The request: Copy everything from the start of the entries down through the line containing "55, 50, 236, 203", swapping "brown fur patch" for "tan fur patch" and keeping the rest unchanged. Leave the pictures out of your answer.

Start Extracted material

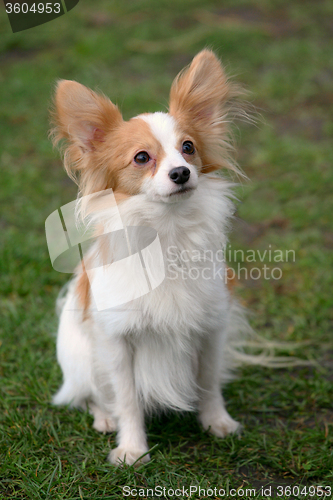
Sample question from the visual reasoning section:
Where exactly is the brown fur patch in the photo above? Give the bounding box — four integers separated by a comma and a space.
76, 271, 91, 320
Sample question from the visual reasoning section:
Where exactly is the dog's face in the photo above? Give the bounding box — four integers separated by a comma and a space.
55, 50, 236, 203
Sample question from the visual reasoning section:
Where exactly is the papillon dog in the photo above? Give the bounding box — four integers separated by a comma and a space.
53, 50, 247, 465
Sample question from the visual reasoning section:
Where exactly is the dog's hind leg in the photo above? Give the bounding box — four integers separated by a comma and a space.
53, 293, 93, 408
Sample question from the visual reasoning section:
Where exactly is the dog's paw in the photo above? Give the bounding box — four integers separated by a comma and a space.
200, 411, 241, 438
89, 403, 117, 434
109, 446, 150, 465
93, 415, 117, 434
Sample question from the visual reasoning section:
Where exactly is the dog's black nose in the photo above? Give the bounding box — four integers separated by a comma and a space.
169, 167, 191, 184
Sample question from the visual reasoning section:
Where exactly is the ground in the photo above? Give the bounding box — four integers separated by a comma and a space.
0, 0, 333, 500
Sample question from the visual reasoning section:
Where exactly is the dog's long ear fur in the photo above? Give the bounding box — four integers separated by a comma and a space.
170, 50, 241, 173
51, 80, 122, 189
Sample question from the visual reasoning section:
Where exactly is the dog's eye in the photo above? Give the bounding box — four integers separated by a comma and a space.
183, 141, 195, 155
134, 151, 150, 165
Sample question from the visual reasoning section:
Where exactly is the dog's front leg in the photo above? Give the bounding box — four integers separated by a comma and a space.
104, 338, 150, 465
198, 332, 240, 437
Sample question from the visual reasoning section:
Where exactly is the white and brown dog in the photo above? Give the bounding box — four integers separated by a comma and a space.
53, 50, 246, 464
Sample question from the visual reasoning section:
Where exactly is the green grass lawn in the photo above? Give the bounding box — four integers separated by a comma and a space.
0, 0, 333, 500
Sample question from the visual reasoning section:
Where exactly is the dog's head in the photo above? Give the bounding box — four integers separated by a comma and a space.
50, 50, 237, 203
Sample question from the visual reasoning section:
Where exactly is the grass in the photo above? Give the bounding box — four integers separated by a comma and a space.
0, 0, 333, 500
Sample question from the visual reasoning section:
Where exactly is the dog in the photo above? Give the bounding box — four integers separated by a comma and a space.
53, 50, 247, 465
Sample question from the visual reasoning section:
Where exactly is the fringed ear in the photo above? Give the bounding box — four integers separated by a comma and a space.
51, 80, 123, 189
53, 80, 122, 152
169, 50, 242, 173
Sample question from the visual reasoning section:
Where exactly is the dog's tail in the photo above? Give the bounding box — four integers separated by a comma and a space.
225, 299, 315, 378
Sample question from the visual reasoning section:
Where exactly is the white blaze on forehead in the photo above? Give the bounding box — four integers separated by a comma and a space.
137, 112, 179, 153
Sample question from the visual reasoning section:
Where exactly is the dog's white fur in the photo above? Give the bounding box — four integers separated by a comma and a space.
53, 51, 249, 464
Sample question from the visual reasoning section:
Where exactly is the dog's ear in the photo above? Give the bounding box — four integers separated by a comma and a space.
169, 50, 239, 173
53, 80, 122, 152
170, 50, 228, 125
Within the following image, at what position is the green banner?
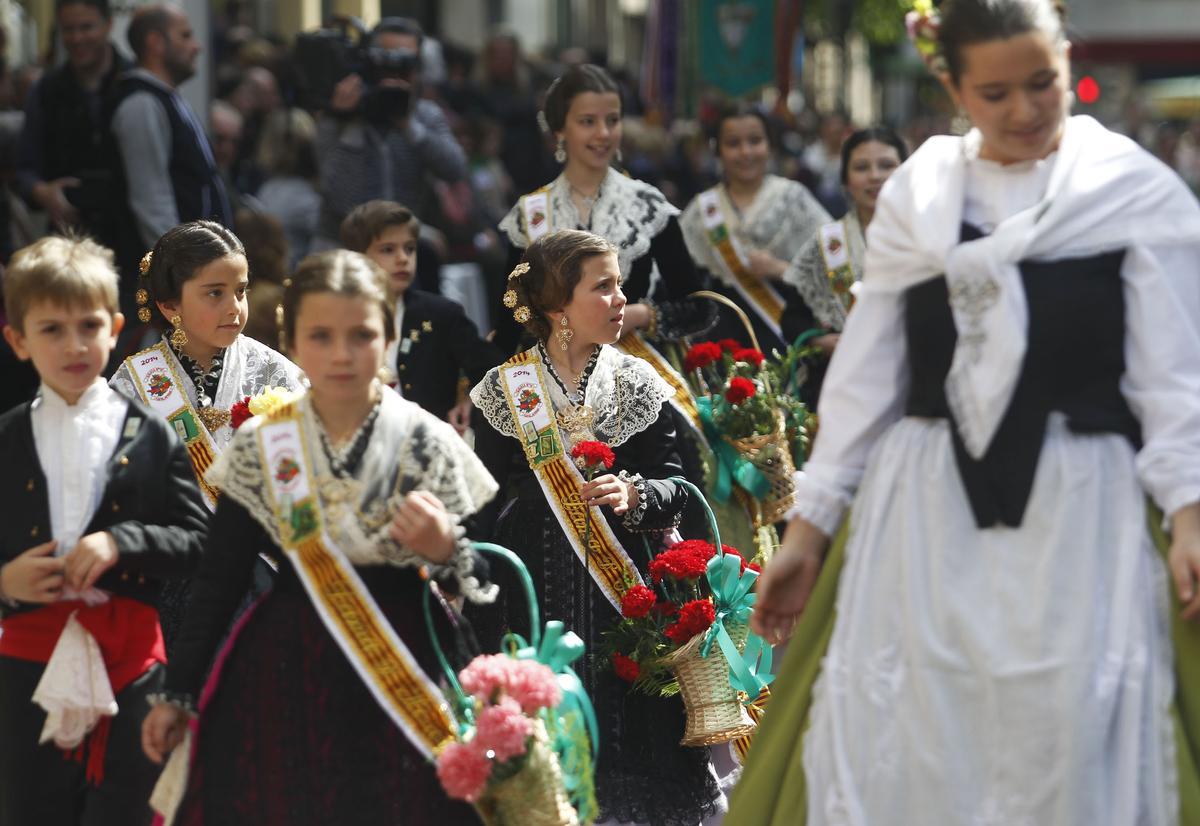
[697,0,775,97]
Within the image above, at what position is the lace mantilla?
[499,169,679,274]
[108,335,301,450]
[784,210,866,331]
[206,389,497,601]
[470,346,674,448]
[679,175,830,287]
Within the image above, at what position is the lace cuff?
[617,471,650,531]
[146,692,196,714]
[785,471,850,537]
[430,520,500,605]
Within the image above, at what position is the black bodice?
[905,226,1141,528]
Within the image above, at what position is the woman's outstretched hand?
[750,517,829,645]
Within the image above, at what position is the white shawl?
[863,115,1200,459]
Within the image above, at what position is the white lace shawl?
[784,209,866,331]
[205,388,497,601]
[679,175,830,287]
[499,169,679,275]
[470,346,674,448]
[108,335,301,450]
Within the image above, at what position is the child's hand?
[0,539,65,604]
[142,702,187,765]
[62,531,118,593]
[446,399,474,436]
[388,491,455,563]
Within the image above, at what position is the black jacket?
[0,401,208,612]
[392,289,504,419]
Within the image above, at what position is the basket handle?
[421,543,541,728]
[688,289,762,353]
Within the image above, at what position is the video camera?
[293,17,421,124]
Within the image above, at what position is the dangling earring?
[554,315,575,349]
[170,313,187,351]
[950,106,971,134]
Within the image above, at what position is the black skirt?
[175,563,479,826]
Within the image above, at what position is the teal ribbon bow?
[508,620,600,822]
[696,396,770,503]
[700,552,775,702]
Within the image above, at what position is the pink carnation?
[458,654,515,701]
[473,698,533,762]
[508,660,563,714]
[438,743,492,803]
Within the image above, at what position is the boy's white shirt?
[30,378,128,749]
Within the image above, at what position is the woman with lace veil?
[109,221,300,652]
[725,0,1200,826]
[781,126,908,407]
[143,250,496,826]
[470,229,724,826]
[679,103,829,353]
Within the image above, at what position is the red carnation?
[650,540,715,582]
[733,347,767,367]
[725,376,758,405]
[662,599,716,645]
[571,442,617,471]
[612,652,642,683]
[229,396,254,430]
[683,341,721,373]
[620,585,658,620]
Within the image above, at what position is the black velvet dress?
[468,357,719,826]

End Extracted material

Answer to this problem:
Sample question from the visual reasoning section:
Where exactly is the tan fur patch in the photo above? Give the bounding box — four integers separated by a comma and a space.
76, 271, 91, 320
Sample question from the visual reasoning section:
Where exactly is the dog's face in the photo above? Give the bounding box — four integers separated by a comma and a space.
55, 50, 236, 203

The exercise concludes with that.